[TASK STATEMENT] Transcribe the entries exactly as each line appears.

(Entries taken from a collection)

•••

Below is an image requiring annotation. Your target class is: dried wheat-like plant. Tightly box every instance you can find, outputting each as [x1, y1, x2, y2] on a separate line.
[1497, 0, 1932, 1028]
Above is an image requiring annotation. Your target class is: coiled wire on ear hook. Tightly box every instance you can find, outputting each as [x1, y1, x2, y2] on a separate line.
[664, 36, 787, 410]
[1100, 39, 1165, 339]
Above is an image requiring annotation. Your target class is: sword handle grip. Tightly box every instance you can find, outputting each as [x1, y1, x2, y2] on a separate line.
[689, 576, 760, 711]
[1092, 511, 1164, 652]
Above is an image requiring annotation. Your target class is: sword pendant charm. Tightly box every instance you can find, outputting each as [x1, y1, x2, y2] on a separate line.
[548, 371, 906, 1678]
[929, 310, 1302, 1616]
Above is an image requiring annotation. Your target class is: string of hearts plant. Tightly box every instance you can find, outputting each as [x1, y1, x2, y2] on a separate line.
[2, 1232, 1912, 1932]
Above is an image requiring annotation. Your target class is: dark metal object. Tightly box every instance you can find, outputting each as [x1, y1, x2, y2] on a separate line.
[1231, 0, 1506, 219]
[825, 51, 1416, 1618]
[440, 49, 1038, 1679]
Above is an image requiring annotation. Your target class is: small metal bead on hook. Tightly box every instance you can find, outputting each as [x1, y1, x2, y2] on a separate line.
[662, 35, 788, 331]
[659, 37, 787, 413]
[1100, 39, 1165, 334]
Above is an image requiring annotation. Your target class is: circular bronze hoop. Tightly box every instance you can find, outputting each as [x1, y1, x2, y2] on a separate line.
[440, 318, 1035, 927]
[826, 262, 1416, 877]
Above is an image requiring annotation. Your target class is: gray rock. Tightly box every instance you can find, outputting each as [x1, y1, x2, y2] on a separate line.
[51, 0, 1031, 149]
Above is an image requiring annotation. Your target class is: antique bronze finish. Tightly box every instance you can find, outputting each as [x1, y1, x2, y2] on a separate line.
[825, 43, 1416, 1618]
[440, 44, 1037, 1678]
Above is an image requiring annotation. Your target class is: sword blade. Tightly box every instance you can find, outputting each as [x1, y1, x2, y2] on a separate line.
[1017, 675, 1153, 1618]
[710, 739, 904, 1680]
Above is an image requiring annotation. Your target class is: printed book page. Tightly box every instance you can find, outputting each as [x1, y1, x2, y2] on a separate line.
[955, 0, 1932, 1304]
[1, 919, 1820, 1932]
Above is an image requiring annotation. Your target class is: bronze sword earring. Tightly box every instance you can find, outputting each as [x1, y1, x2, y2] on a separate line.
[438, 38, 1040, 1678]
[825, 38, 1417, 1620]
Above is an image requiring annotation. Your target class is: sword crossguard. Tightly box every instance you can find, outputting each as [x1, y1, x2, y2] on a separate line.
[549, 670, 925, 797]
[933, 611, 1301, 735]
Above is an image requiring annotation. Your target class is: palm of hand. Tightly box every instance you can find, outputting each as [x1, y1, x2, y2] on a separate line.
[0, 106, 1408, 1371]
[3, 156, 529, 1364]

•••

[EXERCISE ANSWER]
Below is an image requiring annotation. Your target class is: dried wheat-like plant. Tightly box every instance you can find, outputting each as [x1, y1, x2, y2] on a separate line.
[1497, 0, 1932, 1028]
Above is an image requiring annotation. Your target class is: coiled wire on ear hook. Tightly box every instance you can find, outputting each as [x1, y1, x2, y2] on a separate line.
[664, 36, 787, 410]
[1100, 39, 1165, 339]
Above is an image requiring annotation. Your target class is: sword handle grip. Tightly box every instance you can find, outputting each as [x1, y1, x2, y2] on a separate line.
[689, 576, 760, 711]
[1092, 511, 1164, 652]
Above is an image requiring annotation. Your target class is: sword pendant charm. Tightly box every instance you can find, outputting each as [x1, y1, x2, y2] on a separate line.
[548, 371, 906, 1678]
[929, 310, 1302, 1616]
Above is an image requiring annotation. Your target class is: string of hearts plant. Tightly box every instance you can find, outputting each as [x1, y1, x2, y2] on a separate line.
[2, 1232, 1912, 1932]
Above is an image requiring annotation. Your target class is: dark metal object. Tightly box every instance you can find, outputting each as [x1, y1, x2, y2] on a separate line.
[1231, 0, 1506, 219]
[825, 51, 1416, 1618]
[440, 49, 1038, 1679]
Above is an image requiring annotation. Your target class is: small metal bead on hook. Tightly box every instance you can find, outputting each as [x1, y1, x2, y2] on a separate line.
[662, 35, 788, 331]
[659, 37, 787, 413]
[1100, 39, 1165, 334]
Above is an image requiring annotation. Your target class is: circular bronze hoop. Tightly box every instance you can find, outputting each as [x1, y1, x2, y2] on a separate line.
[440, 318, 1035, 927]
[826, 262, 1416, 877]
Above is an image requiring annotation. Your target class is: gray rock. Tightly box every instance you can find, outputting each as [x1, y1, x2, y2] on a separate line.
[51, 0, 1031, 149]
Above is an image requiring annotation. Your target class is: antique bronze finish. Tightly box every instance you can find, outputting each as [x1, y1, x2, y2] on a separate line.
[825, 43, 1416, 1618]
[440, 44, 1037, 1678]
Above is an image requiring annotation. Your target class is: sword blade. Tightly box every instance you can find, outputting each as [x1, y1, x2, y2] on a separate line.
[1017, 675, 1153, 1618]
[710, 739, 904, 1680]
Above is an image requiring annotation. Your target class is: printed book page. Tightly box every instance you can find, outputting each as [x1, y1, x2, y2] on a separate line.
[955, 0, 1932, 1304]
[1, 919, 1820, 1932]
Above is an image requiring annotation. Your target class is: bronze sword earring. Tightly box every instance you can find, outputting each as [x1, y1, x2, y2] on a separate line.
[438, 38, 1040, 1678]
[825, 38, 1417, 1620]
Above is an image requiring annotation. Your target class is: sword crossguard. Tightly box every instance you can find, outputting each as [x1, y1, x2, y2] on a separate line.
[549, 670, 925, 797]
[933, 611, 1301, 735]
Above is an image requiring annotation. Your target class is: palm of hand. Tightly box every instance you can find, outputting each as [x1, y1, x2, y2] on a separate line.
[0, 106, 1408, 1371]
[3, 156, 529, 1364]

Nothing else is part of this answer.